═════ RECORDS SHOWN ═════
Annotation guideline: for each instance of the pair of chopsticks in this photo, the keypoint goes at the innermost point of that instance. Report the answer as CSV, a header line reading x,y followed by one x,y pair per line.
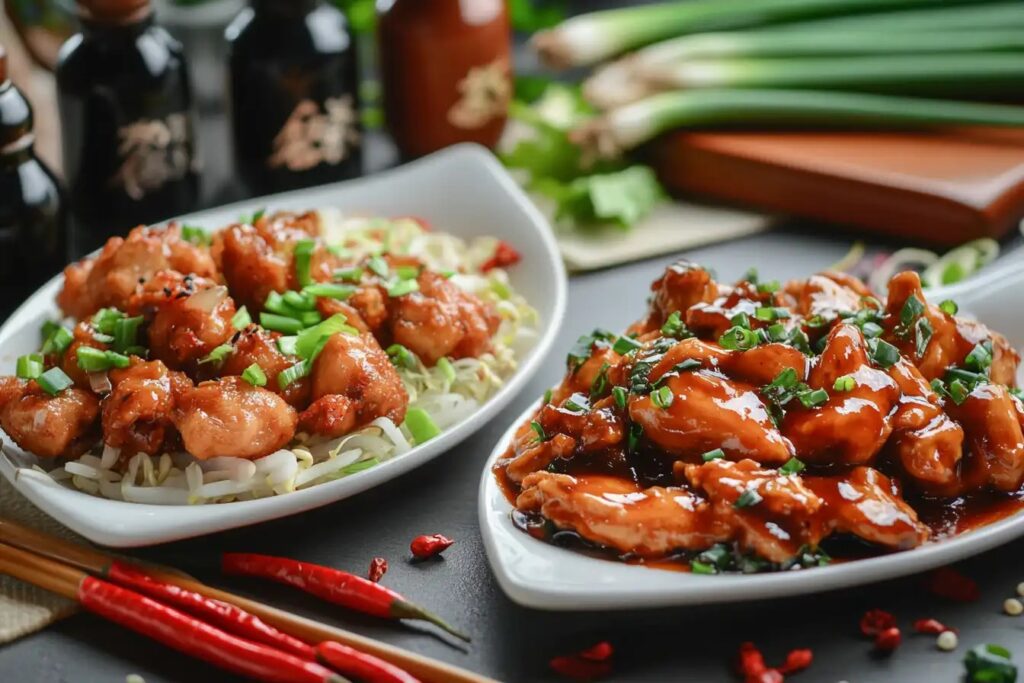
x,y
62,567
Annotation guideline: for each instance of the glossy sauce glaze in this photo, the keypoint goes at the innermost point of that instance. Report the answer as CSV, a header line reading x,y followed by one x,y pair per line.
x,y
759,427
═════
═════ RECORDS SHOWN ═════
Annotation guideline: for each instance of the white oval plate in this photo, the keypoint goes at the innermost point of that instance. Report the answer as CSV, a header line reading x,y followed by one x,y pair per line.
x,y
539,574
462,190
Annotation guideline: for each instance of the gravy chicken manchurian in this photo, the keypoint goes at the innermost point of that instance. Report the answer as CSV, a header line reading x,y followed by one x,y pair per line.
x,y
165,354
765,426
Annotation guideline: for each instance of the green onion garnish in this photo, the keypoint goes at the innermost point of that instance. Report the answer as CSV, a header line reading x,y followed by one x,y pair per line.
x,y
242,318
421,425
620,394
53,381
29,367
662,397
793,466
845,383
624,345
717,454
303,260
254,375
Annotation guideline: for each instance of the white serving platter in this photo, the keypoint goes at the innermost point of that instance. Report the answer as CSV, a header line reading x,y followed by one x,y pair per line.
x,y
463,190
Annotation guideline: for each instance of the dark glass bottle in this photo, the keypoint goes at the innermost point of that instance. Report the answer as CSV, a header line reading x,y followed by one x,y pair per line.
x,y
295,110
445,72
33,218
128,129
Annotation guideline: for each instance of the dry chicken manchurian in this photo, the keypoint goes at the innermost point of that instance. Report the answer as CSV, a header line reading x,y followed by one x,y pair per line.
═════
TASK PROMPT => Render the rows from the line with "Annotation guideline: for each instance of the green" up to and including the line with "Annotation guideline: for each instance of the dry" as a JSON list of strings, one string per line, with blank lines left out.

FINISHED ANSWER =>
[
  "Annotation guideline: for each instance of the green onion garnish in this photo, the keypoint goes at the innermost point of that instance. Report the answer as CSV, a header line reading x,y followed by one x,y pair per line.",
  "x,y",
  "242,318",
  "421,425",
  "620,394",
  "53,381",
  "29,367",
  "662,397",
  "793,466",
  "845,383",
  "624,345",
  "717,454",
  "303,260",
  "254,375",
  "Annotation guideline: for each instance of the white serving platter in this photo, the keypoint goes at the innermost point of that instance. Report the answer as CSV, a header line reading x,y followed by one x,y pair per line.",
  "x,y",
  "463,190",
  "Annotation guideline: for each instance of the dark glass bottle in this photo, the keypoint goes at the innermost point of that instance. Report the answer as CSV, a header line reading x,y followed by one x,y pair per line.",
  "x,y",
  "295,110",
  "445,72",
  "33,218",
  "128,129",
  "Annotation guideline: for each instance of the dry chicken manchurian in this photo, the keypoint goes at the innermost point of that instance. Report the answer as CSV, a header line reading x,y followed by one x,y pair per line."
]